__Task set__
• A. In the article on the Centre's cash control norms, list every percentage figure in the paragraph that begins "In April 2023".
• B. Does each statement agree with the article on the Centre's cash control norms? Answer yes or no for each, and quote the words that decide it.
(i) Ministries and departments are usually allowed to spend 25% of their budget in each quarter.
(ii) The surplus the RBI transferred in May was smaller than the one it transferred the previous year.
(iii) The capital expenditure target for FY24 was raised by 36% year-on-year.
• C. Retype part of the article on the Centre's cash control norms: begin at the words "However, tax revenue" and stop after "smooth exchequer control.".

__Supplied passage__
________________________________________

The Centre is likely to extend to the second quarter of this fiscal the exemption from cash control norms granted to its ministries, centrally sponsored schemes and grants-in-aid in a bid to push capital expenditure.

Observing a slower pace of capex in April, the Centre had removed such restrictions for the first quarter of FY24. “Capex has picked up in May…it slightly better than May last year,” a senior official told FE.

Revenue expenditure till May is as per the projection while tax and non-tax revenues are comfortable enough to remove cash management restrictions, the official added.

In April 2023, the Centre’s fiscal deficit was 78% higher on year at Rs 1.3 trillion or 7.5% of the FY24 BE, from Rs 0.7 trillion in the first month of FY23. Net tax revenues and non-tax revenues reported a sharp contraction of 13.9% and 8.2% in April, respectively, amidst a 15.2% rise in revenue expenditure, and a 0.6% fall in capex that may have been hampered by unseasonal rains.

However, tax revenue has picked up in May with gross goods and services tax (GST) collection rising 11.5% on year. The Reserve Bank of India (RBI) also transferred a surplus of Rs 87,416 crore to the Union government in May for the accounting year ended March 31, nearly triple than Rs 30,307 crore in the previous year.

Usually, ministries and departments are allowed to spend 25% of their budget in each quarter. However, such spending is slower than the permitted limit in the first and second quarters due to various conditions.

According to cash management guidelines, ministries have to attune bulk expenditure items to the monthly GST collection and quarterly advance tax payments for smooth exchequer control.

The cash management guidelines mandate that the release of amount between Rs 500 crore and Rs 2,000 crore is to be made during the 21st and 25th of a month to take advantage of the GST collection. Similarly, bulk expenditure in excess of Rs 2,000 crore is to be released from the 17th to the 25th of the last month of a quarter to utilise direct advance tax receipts.

Also, a prior permission from the budget division is required for any single payment under a scheme in excess of Rs 5,000 crore.

To provide a fillip to capital expenditure, it has been decided to remove all these restrictions.

However, the relaxation will be subjected to strict adherence to the SNA (single nodal agency for CSS) /CNA (central nodal agency for central sector schemes) guidelines issued by the department of expenditure.

Financial advisers have been advised to monitor the releases to ensure that there is no idle parking of funds at any level and funds are released on a just-in-time basis.

With capital expenditure often taking more time than anticipated, the removal of restrictions with regard to the utilisation of budget allocation in the first quarter will help the departments to execute projects without fear of losing sanctioned budget.

The Centre has raised the capital expenditure target by 36% year-on- year to a whopping Rs 10 trillion for FY24 to continue the public investment-led economic recovery post-pandemic.

________________________________________

__Raw data__
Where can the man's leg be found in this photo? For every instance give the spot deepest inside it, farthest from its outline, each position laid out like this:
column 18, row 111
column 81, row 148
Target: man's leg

________________________________________

__Task answers__
• A. 78%, 7.5%, 13.9%, 8.2%, 15.2%, 0.6%

• B.
(i) Yes: "Usually, ministries and departments are allowed to spend 25% of their budget in each quarter."
(ii) No: "nearly triple than Rs 30,307 crore in the previous year"
(iii) Yes: "The Centre has raised the capital expenditure target by 36% year-on- year to a whopping Rs 10 trillion for FY24"

• C.
However, tax revenue has picked up in May with gross goods and services tax (GST) collection rising 11.5% on year. The Reserve Bank of India (RBI) also transferred a surplus of Rs 87,416 crore to the Union government in May for the accounting year ended March 31, nearly triple than Rs 30,307 crore in the previous year.

Usually, ministries and departments are allowed to spend 25% of their budget in each quarter. However, such spending is slower than the permitted limit in the first and second quarters due to various conditions.

According to cash management guidelines, ministries have to attune bulk expenditure items to the monthly GST collection and quarterly advance tax payments for smooth exchequer control.